### EXTRACT PROVIDED
BEGIN
Olivarez is a census-designated place (CDP) in Hidalgo County, Texas. The population was 3,827 at the 2010 United States Census. It is part of the McAllen–Edinburg–Mission Metropolitan Statistical Area.

Geography
Olivarez is located at  (26.236325, -97.993523).

According to the United States Census Bureau, the CDP has a total area of , all land.

Demographics
As of the census of 2000, there were 2,445 people, 511 households, and 481 families residing in the CDP. The population density was 663.1 people per square mile (255.8/km2). There were 562 housing units at an average density of 152.4/sq mi (58.8/km2). The racial makeup of the CDP was 95.05% White, 0.04% African American, 0.78% Asian, 3.48% from other races, and 0.65% from two or more races. Hispanic or Latino of any race were 97.22% of the population.

There were 511 households, out of which 70.8% had children under the age of 18 living with them, 77.9% were married couples living together, 12.1% had a female householder with no husband present, and 5.7% were non-families. 4.5% of all households were made up of individuals, and 1.4% had someone living alone who was 65 years of age or older. The average household size was 4.76 and the average family size was 4.88.

In the CDP, the population was spread out, with 41.7% under the age of 18, 13.0% from 18 to 24, 27.6% from 25 to 44, 13.7% from 45 to 64, and 4.0% who were 65 years of age or older. The median age was 22 years. For every 100 females, there were 101.4 males. For every 100 females age 18 and over, there were 99.4 males.

The median income for a household in the CDP was $28,636, and the median income for a family was $26,641. Males had a median income of $20,809 versus $15,469 for females. The per capita income for the CDP was $7,294. About 36.2% of families and 41.1% of the population were below the poverty line, including 49.5% of those under age 18 and 9.5% of those age 65 or over.

Education
Olivarez is served by the Weslaco Independent School District. Portions of the community are zoned to multiple elementary schools: "Rudy" Silva, Justice Gonzales, and Mario Ybarra. Two middle schools, Beatriz Garza and Mary Hoge, serve sections of Olivarez. Weslaco High School and Weslaco East High School serve sections of Olivarez.

In addition, South Texas Independent School District operates magnet schools that serve the community.
END
### PROBLEMS AND TASKS
1. Answer these from the Olivarez article:
(a) What was the population at the 2010 United States Census?
(b) What was the median age according to the census of 2000?
(c) Which school district serves Olivarez?
2. Reproduce word for word the stretch of the Olivarez article from "Demographics" through "size was 4.88.".

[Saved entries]
BEGIN
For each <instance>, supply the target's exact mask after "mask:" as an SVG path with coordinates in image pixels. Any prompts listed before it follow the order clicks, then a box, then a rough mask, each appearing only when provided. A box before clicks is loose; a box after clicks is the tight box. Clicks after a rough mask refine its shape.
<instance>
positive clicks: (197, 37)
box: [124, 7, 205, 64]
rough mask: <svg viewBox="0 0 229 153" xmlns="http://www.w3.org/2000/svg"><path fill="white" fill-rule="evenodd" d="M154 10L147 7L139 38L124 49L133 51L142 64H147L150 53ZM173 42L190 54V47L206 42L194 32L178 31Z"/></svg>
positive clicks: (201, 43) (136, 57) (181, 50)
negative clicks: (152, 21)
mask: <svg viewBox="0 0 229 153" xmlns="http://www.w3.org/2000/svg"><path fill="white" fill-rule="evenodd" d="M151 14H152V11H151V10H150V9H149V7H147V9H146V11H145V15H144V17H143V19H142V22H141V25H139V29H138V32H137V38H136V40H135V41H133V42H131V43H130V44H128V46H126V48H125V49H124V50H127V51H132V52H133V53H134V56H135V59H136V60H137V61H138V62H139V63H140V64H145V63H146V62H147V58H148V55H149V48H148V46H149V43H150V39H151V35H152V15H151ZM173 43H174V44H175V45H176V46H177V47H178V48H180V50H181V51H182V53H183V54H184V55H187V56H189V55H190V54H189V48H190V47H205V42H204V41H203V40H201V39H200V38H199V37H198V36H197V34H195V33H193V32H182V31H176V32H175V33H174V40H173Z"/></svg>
END
BEGIN
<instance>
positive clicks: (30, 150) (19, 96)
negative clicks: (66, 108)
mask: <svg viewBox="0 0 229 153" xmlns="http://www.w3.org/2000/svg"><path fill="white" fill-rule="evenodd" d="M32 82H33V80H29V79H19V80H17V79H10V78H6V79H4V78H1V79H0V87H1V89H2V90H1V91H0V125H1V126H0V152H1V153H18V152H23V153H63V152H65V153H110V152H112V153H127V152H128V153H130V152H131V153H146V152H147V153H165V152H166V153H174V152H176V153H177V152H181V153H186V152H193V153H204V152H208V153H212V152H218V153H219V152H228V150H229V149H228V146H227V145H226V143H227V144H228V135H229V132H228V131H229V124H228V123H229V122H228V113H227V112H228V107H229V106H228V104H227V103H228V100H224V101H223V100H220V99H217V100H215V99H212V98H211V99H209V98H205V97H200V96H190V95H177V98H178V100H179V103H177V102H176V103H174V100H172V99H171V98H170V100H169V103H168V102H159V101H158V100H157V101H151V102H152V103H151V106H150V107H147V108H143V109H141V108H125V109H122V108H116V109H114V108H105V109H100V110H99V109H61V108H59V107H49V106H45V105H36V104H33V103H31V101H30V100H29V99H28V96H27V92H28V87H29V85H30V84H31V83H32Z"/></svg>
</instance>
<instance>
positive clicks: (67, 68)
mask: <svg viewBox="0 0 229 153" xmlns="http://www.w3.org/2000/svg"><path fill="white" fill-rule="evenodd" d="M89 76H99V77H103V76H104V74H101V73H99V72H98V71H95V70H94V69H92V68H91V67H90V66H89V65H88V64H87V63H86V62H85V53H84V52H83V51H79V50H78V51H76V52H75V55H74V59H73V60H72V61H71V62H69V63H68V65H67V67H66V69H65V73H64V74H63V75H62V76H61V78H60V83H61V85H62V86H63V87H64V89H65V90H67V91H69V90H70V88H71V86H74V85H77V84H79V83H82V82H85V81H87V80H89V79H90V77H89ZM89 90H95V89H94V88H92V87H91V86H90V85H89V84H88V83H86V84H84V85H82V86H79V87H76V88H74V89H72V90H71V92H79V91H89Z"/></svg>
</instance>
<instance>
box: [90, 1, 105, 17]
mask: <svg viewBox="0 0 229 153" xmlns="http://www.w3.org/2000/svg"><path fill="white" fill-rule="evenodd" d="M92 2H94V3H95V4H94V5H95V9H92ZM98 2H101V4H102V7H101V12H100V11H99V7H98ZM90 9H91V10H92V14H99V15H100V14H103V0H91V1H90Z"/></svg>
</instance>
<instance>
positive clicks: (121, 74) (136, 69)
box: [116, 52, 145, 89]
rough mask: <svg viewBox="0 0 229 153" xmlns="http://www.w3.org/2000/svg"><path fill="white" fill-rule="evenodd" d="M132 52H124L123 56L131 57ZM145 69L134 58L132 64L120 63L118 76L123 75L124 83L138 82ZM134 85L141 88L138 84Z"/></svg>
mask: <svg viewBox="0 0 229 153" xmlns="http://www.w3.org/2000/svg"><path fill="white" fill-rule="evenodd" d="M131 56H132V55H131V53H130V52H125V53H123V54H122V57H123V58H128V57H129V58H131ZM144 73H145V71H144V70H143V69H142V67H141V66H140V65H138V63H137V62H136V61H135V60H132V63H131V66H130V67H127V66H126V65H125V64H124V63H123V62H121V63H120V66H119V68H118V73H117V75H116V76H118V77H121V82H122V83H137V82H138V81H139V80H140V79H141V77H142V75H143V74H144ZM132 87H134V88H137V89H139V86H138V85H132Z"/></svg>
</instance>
END
### ANSWERS PROVIDED
1.
(a) 3,827
(b) 22 years
(c) The Weslaco Independent School District

2.
Demographics
As of the census of 2000, there were 2,445 people, 511 households, and 481 families residing in the CDP. The population density was 663.1 people per square mile (255.8/km2). There were 562 housing units at an average density of 152.4/sq mi (58.8/km2). The racial makeup of the CDP was 95.05% White, 0.04% African American, 0.78% Asian, 3.48% from other races, and 0.65% from two or more races. Hispanic or Latino of any race were 97.22% of the population.

There were 511 households, out of which 70.8% had children under the age of 18 living with them, 77.9% were married couples living together, 12.1% had a female householder with no husband present, and 5.7% were non-families. 4.5% of all households were made up of individuals, and 1.4% had someone living alone who was 65 years of age or older. The average household size was 4.76 and the average family size was 4.88.